What the exercise asks
Output each entry in full so that the result matches the data exactly.
[Start of section]
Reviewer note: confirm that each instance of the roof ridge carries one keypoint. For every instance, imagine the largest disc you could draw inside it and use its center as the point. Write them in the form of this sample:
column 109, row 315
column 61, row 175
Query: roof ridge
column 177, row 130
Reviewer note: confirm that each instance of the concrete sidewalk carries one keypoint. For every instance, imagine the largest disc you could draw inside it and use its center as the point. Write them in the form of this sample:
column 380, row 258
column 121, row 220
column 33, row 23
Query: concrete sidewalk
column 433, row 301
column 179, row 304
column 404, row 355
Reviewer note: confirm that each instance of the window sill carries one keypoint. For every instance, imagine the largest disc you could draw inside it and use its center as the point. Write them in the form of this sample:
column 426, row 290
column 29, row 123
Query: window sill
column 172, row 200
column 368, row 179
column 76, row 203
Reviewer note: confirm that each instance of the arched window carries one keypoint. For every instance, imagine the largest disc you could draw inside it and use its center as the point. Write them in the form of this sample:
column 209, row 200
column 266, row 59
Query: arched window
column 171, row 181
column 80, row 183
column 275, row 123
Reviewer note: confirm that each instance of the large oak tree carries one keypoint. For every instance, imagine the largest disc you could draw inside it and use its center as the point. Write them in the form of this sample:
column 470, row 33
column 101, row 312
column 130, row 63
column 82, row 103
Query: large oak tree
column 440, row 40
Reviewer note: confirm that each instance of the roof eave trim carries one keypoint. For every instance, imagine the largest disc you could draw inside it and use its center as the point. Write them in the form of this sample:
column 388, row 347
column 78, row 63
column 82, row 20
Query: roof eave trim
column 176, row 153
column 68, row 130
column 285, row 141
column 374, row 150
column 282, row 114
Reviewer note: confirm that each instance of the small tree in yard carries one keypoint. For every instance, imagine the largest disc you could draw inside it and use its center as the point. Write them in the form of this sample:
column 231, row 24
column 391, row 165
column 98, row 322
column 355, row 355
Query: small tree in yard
[End of section]
Result of the exercise
Reviewer note: confirm that each instance of the roof ridge carries one keypoint. For every instance, imagine the largest disc you could draw inside it and use its center as the point. Write them in the form of this sample:
column 109, row 315
column 61, row 175
Query: roof ridge
column 177, row 130
Reviewer note: confirm that each instance of the concrete sidewalk carries one keypoint. For every instance, imagine the largest disc you could draw inside it and use its center as the point. Write them in the form of this sample:
column 380, row 258
column 121, row 220
column 33, row 23
Query: concrete sidewalk
column 433, row 301
column 179, row 304
column 404, row 355
Reviewer note: confirm that each instance of the window sill carries one keypoint. For every instance, imagine the largest disc you could draw inside it and use its center as the point. Write them in the form of this sample:
column 426, row 290
column 29, row 123
Query: window sill
column 172, row 200
column 368, row 179
column 76, row 203
Reviewer note: confirm that each instance of the arched window carries one keypoint. For every instance, imagine the largest disc you could draw inside it and use its center as the point. Write them in the form of this sample:
column 209, row 200
column 266, row 59
Query: arched window
column 171, row 181
column 80, row 183
column 275, row 123
Reviewer note: confirm that each instance of the large oak tree carries one keypoint. For every instance, imagine the largest disc you could draw inside it and use its center as the point. Write them in the form of this sample:
column 470, row 33
column 101, row 312
column 130, row 63
column 82, row 103
Query: large oak tree
column 440, row 40
Reviewer note: confirm that each instance of the roof eave trim carries one keypoint. For every instance, imagine the largest disc you could draw inside it and use its center as the point. Write them in the form of this sample:
column 388, row 347
column 78, row 63
column 82, row 20
Query: roof eave trim
column 176, row 153
column 68, row 130
column 285, row 141
column 374, row 150
column 282, row 114
Reviewer note: confirm that each instance of the small tree in yard carries one keypoint. For every instance, imagine the largest disc you could draw inside it and use its center as the point. Write them in the form of this sample:
column 231, row 24
column 391, row 165
column 98, row 322
column 355, row 355
Query: small tree in yard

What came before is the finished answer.